Hab jetzt mal folgende Hardware zusammengesucht:

Board: Asus M2N-MX AM2 NVNF6100

CPU: AMD Sempron 3000+ 

Speicher: 512MB MDT DDR2 800MHz

Das Board unterstützt auch RAID-5 für die SATA-Schnittstellen. Außerdem hat es Gigabit-LAN. Kostet mich 170 Euro.

Ist doch eigentlich super, oder?

Ich müsste nur mal wissen, ob der Geforce6100-Chipsatz unter Linux unterstützt wird und ob ich die ganzen AMD-Features, wie Speed-Stepping, CoolNQuiet und so nutzen kann.

Danke,

barthi

----------

## oscarwild

 *barthi wrote:*   

> Das Board unterstützt auch RAID-5 für die SATA-Schnittstellen. Außerdem hat es Gigabit-LAN. Kostet mich 170 Euro.

 

Das wäre tatsächlich super, nur glaube ich nicht, dass das wirklich zufriedenstellend funktioniert!

Bei RAID-5 werden in Echtzeit CRC-Checksummen über alle transferierten Daten berechnet. Das übernimmt normalerweise ein HW-Raidcontroller, der dazu aber kräftig Rechenleistung und Cache besitzt, und normalerweise alleine ein vielfaches Deines Boards kostet.

Also vermute ich mal, dass das Board zwar schon RAID-5 "unterstützt", aber die Echtzeit-CRC-Berechnung Deiner CPU überlässt, was sich äußerst unschön auf den Durchsatz und die CPU-Last auswirken dürfte.

Wenn Du's trotzdem versuchen möchtest, würde ich mich freuen, wenn Du über die Ergebnisse berichten würdest!

----------

## think4urs11

Also sofern dein NVidia-Chipsatz auf dem Board nicht deutlich mehr *umpf* hat als z.b. ein nforce4 dann ist die Performance eher lausig im Vergleich zu einem echten HW-Raid. Ich denke mal er wird sich so ca. auf dem Level eines ICH7R bewegen und da reden wir von <=20MB/s write

http://www.gamepc.com/images/labs/rev-raid505-attoread.gif

http://www.gamepc.com/images/labs/rev-raid505-attowrite.gif

Für den Hausgebrauch reicht das sicher locker, in einem DB/File-Server für 1.000 User würde ich aber doch lieber einen richtigen HW-Controller nehmen.

----------

## Keruskerfuerst

Einen von 3Ware, Areca oder LSI Megalogic (diese sind auch deshalb sehr empfehlenswert, weil diese ROM basiert sind; es wird kein Treiber benötigt)

----------

## Attila

Hiho,

Ich geb auch nochmal meinen Senf dazu.

RAID5 mit 4 Platten (also RAID 5 (3+1)) sollte für einen P500 kein grösseres Thema sein. Selbst mit Gb Netzwerinterface. Das "Problem" bei RAID 5 tritt ja ausschlisslich beim schreiben der Daten auf, da dort ja die Parität berechnet werden muss, was etwas CPU kostet (sind simple XOR's, was eine ziemlich "billige" Operation für eine CPU ist) aber was eine viel grössere bremse sein kann ist, dass ggf. Daten von den Platten gelesen werden müssen um den Schreibvorgang überhaupt zu erlauben.

Kurze Aufgabe 1
Welche CPU wird im Dokumentauszug für die zusammengestellte Hardware genannt?

[Zeilen mit Punktangaben zu Objekten auf Fotos]

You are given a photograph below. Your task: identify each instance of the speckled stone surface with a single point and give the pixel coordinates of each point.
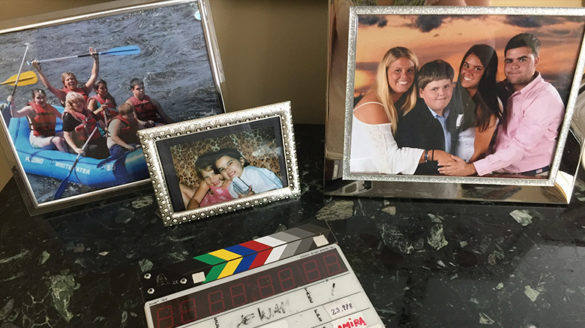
(422, 263)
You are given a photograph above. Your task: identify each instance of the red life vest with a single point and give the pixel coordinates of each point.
(107, 103)
(145, 109)
(128, 130)
(43, 124)
(87, 125)
(81, 91)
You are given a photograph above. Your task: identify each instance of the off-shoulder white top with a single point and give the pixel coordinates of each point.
(374, 149)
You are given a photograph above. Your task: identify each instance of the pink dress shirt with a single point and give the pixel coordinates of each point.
(528, 138)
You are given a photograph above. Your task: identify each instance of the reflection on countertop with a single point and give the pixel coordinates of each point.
(422, 263)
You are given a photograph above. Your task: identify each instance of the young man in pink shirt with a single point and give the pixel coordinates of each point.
(526, 140)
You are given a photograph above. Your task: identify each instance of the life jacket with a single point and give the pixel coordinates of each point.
(128, 130)
(43, 124)
(145, 109)
(86, 126)
(107, 103)
(81, 91)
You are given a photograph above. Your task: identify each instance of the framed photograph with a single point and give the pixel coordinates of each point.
(466, 103)
(161, 59)
(224, 163)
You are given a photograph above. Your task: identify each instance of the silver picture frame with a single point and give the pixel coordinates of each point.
(264, 136)
(345, 31)
(172, 48)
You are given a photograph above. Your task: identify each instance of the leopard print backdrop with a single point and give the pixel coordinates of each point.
(258, 146)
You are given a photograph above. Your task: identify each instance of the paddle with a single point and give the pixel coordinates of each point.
(26, 78)
(119, 51)
(19, 70)
(65, 181)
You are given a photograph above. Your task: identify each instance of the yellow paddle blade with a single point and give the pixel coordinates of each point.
(26, 78)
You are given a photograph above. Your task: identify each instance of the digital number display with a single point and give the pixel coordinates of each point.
(239, 292)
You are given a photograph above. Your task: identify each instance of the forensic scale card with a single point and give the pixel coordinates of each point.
(316, 288)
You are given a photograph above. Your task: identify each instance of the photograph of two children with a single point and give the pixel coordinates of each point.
(461, 95)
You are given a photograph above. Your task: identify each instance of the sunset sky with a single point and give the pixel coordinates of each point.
(448, 37)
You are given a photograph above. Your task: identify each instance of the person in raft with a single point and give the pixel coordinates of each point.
(122, 131)
(79, 125)
(102, 103)
(146, 108)
(214, 187)
(246, 179)
(70, 83)
(42, 118)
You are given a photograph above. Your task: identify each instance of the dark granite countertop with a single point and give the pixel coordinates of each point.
(422, 263)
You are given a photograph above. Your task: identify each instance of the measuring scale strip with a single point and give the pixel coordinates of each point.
(233, 260)
(315, 289)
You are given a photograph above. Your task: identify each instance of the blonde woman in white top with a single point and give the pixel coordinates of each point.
(376, 117)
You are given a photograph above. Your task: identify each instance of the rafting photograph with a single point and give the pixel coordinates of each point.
(74, 94)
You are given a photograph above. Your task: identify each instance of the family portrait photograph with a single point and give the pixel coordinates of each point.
(75, 92)
(465, 95)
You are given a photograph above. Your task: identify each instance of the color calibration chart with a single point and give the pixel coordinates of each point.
(315, 288)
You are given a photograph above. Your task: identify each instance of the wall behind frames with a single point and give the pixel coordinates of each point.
(272, 50)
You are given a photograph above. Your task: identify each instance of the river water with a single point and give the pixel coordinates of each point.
(173, 62)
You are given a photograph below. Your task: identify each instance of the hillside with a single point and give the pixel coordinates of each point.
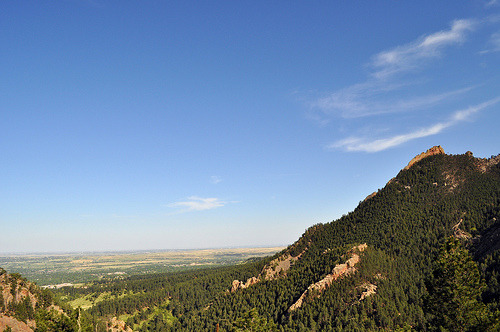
(25, 307)
(419, 254)
(404, 225)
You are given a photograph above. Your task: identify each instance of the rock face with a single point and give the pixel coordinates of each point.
(435, 150)
(275, 269)
(117, 325)
(339, 271)
(14, 324)
(370, 289)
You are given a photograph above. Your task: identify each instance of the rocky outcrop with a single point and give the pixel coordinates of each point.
(242, 285)
(370, 289)
(275, 269)
(485, 164)
(14, 324)
(117, 325)
(435, 150)
(339, 271)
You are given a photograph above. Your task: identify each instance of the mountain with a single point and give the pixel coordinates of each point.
(420, 254)
(26, 307)
(373, 268)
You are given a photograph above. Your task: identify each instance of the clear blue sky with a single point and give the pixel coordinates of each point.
(191, 124)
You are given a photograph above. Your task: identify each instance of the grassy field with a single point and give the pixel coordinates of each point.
(52, 269)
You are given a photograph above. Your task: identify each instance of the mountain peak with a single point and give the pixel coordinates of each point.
(435, 150)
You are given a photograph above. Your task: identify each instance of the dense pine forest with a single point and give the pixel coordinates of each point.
(421, 254)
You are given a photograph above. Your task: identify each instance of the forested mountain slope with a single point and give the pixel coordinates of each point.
(404, 225)
(420, 254)
(25, 307)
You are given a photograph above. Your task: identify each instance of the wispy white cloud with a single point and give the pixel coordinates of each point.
(410, 56)
(195, 203)
(368, 145)
(493, 44)
(366, 99)
(214, 179)
(376, 95)
(492, 3)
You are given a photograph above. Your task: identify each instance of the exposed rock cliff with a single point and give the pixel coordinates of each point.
(435, 150)
(275, 269)
(339, 271)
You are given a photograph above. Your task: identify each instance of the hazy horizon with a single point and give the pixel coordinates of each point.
(127, 124)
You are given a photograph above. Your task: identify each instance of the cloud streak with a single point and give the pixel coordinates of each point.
(362, 100)
(410, 56)
(195, 203)
(367, 145)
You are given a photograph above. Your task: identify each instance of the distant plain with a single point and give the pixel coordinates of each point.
(74, 268)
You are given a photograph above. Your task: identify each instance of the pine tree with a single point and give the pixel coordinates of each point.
(454, 291)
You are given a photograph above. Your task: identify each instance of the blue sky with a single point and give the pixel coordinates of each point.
(192, 124)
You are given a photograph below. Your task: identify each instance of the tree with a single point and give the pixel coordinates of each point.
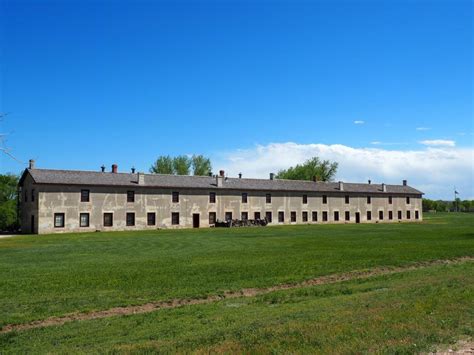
(314, 167)
(163, 165)
(201, 165)
(182, 165)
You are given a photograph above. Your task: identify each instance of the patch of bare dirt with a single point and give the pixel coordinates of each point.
(246, 292)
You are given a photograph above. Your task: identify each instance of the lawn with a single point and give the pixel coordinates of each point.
(52, 275)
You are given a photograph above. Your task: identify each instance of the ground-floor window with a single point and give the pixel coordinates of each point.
(151, 218)
(59, 220)
(304, 216)
(175, 218)
(293, 216)
(268, 216)
(281, 216)
(84, 220)
(130, 219)
(108, 219)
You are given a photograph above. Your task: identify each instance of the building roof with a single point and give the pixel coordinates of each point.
(84, 178)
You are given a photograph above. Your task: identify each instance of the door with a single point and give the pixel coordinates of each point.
(196, 220)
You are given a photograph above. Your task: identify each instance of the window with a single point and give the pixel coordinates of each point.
(85, 195)
(59, 220)
(212, 217)
(175, 218)
(281, 216)
(212, 197)
(175, 198)
(293, 216)
(304, 216)
(108, 219)
(268, 216)
(151, 218)
(130, 219)
(84, 220)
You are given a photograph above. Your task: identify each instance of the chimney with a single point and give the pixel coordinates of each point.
(141, 178)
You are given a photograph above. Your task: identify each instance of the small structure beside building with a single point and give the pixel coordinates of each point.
(77, 201)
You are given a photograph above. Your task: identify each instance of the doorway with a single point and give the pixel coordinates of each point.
(196, 220)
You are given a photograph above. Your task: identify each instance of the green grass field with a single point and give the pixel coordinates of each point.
(53, 275)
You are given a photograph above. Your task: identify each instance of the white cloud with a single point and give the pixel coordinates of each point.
(439, 143)
(432, 170)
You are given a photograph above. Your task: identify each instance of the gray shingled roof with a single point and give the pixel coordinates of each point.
(83, 178)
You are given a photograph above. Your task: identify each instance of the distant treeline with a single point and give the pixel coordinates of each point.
(448, 206)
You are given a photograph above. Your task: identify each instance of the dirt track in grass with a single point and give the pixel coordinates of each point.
(246, 292)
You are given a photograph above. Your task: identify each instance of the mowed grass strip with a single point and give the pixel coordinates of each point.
(410, 312)
(52, 275)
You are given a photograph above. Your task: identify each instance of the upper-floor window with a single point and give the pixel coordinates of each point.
(212, 197)
(175, 197)
(85, 195)
(58, 220)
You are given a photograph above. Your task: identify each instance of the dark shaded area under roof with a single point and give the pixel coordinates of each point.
(84, 178)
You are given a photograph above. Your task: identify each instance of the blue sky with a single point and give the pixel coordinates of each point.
(88, 83)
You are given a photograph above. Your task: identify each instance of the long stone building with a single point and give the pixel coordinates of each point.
(76, 201)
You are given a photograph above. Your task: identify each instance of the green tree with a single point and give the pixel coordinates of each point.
(201, 165)
(8, 201)
(182, 165)
(163, 165)
(323, 170)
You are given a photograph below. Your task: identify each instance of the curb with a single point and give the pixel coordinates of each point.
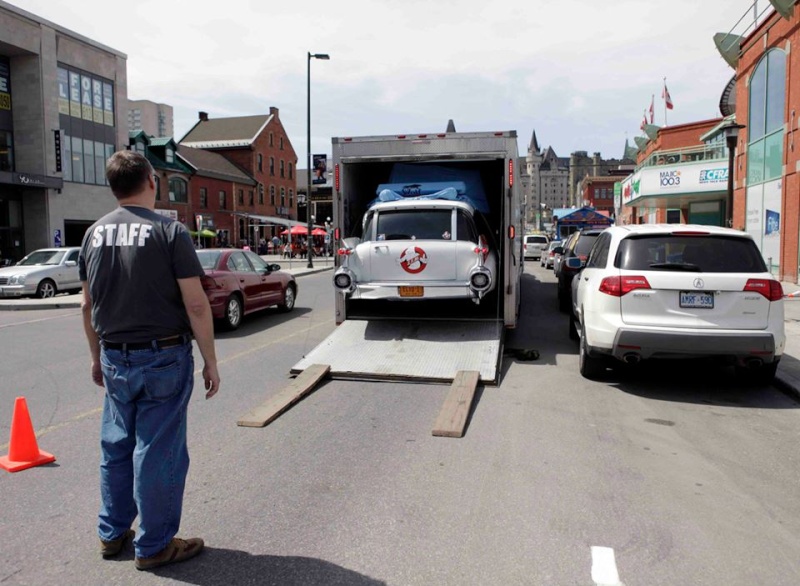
(74, 301)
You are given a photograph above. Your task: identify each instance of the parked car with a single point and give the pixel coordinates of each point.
(239, 282)
(548, 255)
(677, 291)
(419, 249)
(577, 246)
(43, 273)
(533, 245)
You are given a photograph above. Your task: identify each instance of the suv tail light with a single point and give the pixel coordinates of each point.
(769, 288)
(620, 285)
(208, 283)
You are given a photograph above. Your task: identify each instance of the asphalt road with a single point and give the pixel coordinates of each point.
(674, 474)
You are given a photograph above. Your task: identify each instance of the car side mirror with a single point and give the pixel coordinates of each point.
(574, 262)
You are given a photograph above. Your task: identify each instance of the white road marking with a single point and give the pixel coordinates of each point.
(604, 567)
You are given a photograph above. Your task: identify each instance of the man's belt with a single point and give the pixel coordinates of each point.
(153, 344)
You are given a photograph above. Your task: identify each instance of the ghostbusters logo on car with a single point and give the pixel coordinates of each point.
(413, 260)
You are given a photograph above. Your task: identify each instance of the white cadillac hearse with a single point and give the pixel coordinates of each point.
(419, 241)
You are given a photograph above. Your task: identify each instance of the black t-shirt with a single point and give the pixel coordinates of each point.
(132, 258)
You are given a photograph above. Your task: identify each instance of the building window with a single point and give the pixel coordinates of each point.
(177, 190)
(766, 118)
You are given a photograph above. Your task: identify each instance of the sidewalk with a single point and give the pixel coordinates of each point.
(296, 266)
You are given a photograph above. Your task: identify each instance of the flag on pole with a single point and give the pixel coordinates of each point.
(667, 98)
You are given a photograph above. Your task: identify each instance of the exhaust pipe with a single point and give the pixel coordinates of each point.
(753, 363)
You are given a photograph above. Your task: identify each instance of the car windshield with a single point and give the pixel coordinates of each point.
(414, 225)
(535, 240)
(43, 257)
(708, 254)
(208, 258)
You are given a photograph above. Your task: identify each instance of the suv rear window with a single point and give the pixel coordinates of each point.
(708, 254)
(584, 244)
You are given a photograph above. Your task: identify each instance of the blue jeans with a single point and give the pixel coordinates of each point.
(144, 458)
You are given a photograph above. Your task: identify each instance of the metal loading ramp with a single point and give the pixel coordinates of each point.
(409, 350)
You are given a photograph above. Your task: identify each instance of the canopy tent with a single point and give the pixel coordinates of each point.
(296, 230)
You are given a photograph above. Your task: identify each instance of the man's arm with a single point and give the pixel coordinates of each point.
(91, 335)
(202, 322)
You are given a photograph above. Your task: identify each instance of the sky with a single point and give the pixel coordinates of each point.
(580, 73)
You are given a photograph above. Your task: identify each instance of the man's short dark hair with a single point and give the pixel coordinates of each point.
(127, 173)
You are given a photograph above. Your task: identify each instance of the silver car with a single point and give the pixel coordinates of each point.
(43, 273)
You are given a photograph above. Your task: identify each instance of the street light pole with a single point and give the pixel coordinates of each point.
(309, 237)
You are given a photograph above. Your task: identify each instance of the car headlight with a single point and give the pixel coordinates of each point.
(480, 280)
(343, 280)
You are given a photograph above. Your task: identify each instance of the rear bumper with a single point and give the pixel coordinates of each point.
(431, 290)
(676, 344)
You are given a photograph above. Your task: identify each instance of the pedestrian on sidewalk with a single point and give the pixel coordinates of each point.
(142, 303)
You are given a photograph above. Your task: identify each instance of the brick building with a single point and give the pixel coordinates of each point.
(259, 146)
(763, 53)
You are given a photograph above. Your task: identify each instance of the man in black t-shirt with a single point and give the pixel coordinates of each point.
(142, 304)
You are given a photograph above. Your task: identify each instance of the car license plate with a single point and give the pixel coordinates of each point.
(407, 291)
(697, 300)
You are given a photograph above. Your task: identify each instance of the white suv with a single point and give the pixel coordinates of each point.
(677, 291)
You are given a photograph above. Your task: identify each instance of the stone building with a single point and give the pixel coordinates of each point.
(61, 95)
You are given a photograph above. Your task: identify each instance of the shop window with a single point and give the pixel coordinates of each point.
(6, 151)
(177, 190)
(766, 118)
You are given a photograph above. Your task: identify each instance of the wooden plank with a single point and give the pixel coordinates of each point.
(453, 417)
(270, 409)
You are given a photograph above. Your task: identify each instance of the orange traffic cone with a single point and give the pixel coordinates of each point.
(23, 451)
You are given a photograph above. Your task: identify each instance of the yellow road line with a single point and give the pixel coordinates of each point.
(197, 372)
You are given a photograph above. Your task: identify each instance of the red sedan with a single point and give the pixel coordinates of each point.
(239, 282)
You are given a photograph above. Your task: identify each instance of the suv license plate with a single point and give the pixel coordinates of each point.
(407, 291)
(697, 300)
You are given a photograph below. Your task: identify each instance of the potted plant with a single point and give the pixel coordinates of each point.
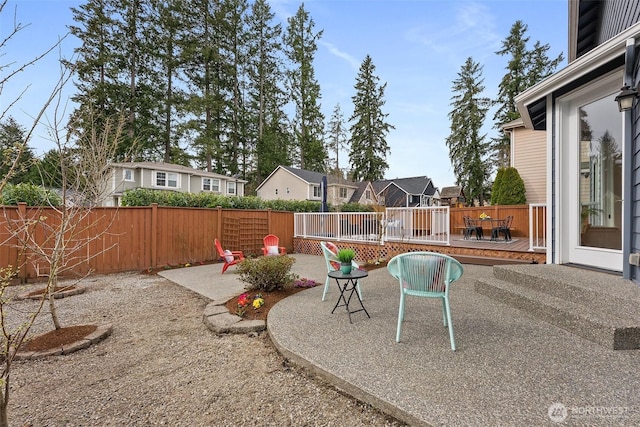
(346, 256)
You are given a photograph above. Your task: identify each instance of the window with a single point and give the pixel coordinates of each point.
(166, 179)
(210, 184)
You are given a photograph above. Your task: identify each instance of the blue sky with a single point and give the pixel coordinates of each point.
(417, 47)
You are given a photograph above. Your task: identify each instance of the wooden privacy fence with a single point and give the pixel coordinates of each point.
(109, 240)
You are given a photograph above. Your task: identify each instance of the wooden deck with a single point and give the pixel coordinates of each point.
(487, 252)
(471, 251)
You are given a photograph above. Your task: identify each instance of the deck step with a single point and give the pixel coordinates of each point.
(600, 307)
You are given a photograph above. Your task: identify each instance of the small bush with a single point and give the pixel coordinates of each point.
(31, 194)
(267, 273)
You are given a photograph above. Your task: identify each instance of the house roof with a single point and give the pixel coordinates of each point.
(517, 123)
(170, 167)
(451, 192)
(608, 56)
(412, 185)
(316, 177)
(357, 195)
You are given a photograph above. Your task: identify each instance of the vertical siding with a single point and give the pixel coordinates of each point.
(634, 227)
(616, 16)
(531, 162)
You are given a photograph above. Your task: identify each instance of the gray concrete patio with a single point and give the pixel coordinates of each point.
(509, 369)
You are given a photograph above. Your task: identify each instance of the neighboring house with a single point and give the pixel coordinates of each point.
(365, 194)
(287, 183)
(167, 176)
(406, 192)
(528, 156)
(452, 196)
(592, 149)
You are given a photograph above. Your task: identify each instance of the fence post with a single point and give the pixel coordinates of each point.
(22, 214)
(154, 235)
(219, 230)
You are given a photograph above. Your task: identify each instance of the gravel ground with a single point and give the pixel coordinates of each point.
(162, 366)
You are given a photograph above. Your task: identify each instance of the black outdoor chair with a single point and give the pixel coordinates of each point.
(470, 227)
(504, 228)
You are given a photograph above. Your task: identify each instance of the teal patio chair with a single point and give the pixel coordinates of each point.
(330, 251)
(427, 275)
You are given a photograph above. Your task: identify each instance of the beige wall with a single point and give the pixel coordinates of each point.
(528, 154)
(285, 186)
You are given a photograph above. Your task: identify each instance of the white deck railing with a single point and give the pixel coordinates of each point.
(426, 224)
(537, 226)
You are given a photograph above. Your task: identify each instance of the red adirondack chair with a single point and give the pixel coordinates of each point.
(229, 257)
(271, 246)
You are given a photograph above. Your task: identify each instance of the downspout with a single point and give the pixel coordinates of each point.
(627, 197)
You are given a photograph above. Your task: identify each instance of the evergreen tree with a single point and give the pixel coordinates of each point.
(300, 42)
(337, 137)
(12, 146)
(266, 99)
(467, 147)
(236, 48)
(166, 36)
(369, 148)
(524, 69)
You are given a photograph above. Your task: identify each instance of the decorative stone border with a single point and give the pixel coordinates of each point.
(95, 337)
(218, 319)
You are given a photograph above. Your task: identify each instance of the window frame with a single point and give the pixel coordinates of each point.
(130, 173)
(167, 179)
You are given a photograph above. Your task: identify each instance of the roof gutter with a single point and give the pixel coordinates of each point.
(599, 56)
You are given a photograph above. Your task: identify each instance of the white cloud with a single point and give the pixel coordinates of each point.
(470, 34)
(333, 50)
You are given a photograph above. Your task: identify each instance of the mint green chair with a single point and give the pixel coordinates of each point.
(330, 251)
(427, 275)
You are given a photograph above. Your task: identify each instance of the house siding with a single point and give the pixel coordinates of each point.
(616, 16)
(634, 226)
(529, 154)
(285, 186)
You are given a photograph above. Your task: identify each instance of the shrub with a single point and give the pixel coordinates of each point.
(508, 188)
(345, 256)
(145, 197)
(32, 195)
(356, 207)
(267, 273)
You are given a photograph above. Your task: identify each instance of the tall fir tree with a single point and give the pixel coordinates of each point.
(524, 69)
(337, 138)
(301, 46)
(369, 148)
(468, 149)
(204, 71)
(13, 147)
(167, 36)
(266, 99)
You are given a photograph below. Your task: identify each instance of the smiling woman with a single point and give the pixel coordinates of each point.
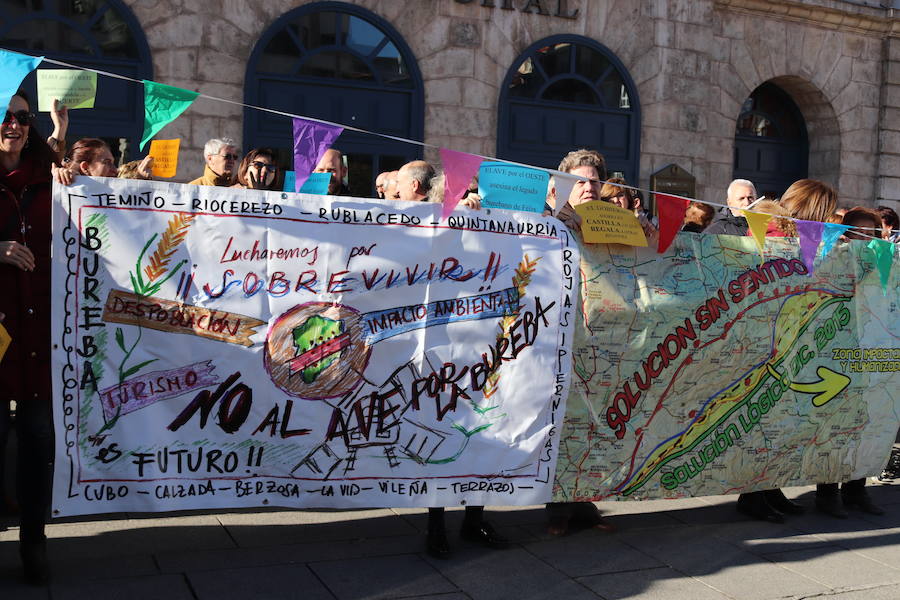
(25, 160)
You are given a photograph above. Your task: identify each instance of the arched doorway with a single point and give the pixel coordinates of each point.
(341, 63)
(567, 92)
(98, 34)
(771, 146)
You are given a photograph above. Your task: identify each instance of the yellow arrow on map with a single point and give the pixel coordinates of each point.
(830, 384)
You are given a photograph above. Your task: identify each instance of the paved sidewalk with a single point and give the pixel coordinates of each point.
(697, 549)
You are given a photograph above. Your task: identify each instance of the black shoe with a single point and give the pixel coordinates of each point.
(780, 502)
(862, 501)
(436, 543)
(892, 469)
(483, 533)
(754, 505)
(34, 562)
(831, 505)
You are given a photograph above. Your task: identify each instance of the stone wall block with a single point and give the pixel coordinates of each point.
(889, 192)
(180, 31)
(890, 142)
(243, 15)
(860, 162)
(646, 66)
(222, 36)
(664, 33)
(488, 71)
(860, 140)
(477, 94)
(226, 91)
(854, 45)
(451, 62)
(892, 98)
(890, 164)
(465, 33)
(839, 78)
(743, 65)
(446, 120)
(689, 36)
(829, 55)
(692, 118)
(812, 44)
(175, 63)
(720, 49)
(866, 71)
(894, 48)
(447, 90)
(219, 67)
(893, 73)
(432, 37)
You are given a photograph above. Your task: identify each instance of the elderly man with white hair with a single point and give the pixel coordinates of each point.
(731, 221)
(221, 162)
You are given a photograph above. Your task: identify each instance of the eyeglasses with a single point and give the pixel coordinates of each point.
(24, 117)
(264, 166)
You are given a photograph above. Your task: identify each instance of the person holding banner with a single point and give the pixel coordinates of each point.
(25, 188)
(258, 171)
(730, 221)
(590, 167)
(220, 155)
(624, 197)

Kurze Aufgabe 2
Bitte such alle Zeilen heraus, in denen das Wort „patio“ vorkommt.

Vollständige Ausgabe 1
AMD Sempron 3000+

Vollständige Ausgabe 2
You are given a photograph above. Your task: identify each instance of the gray concrete patio with a single point and give the pixel coordinates of each point.
You are given a photograph above. Your task: identify each instance of the teal patio chair with a single point and give the pixel coordinates of each point.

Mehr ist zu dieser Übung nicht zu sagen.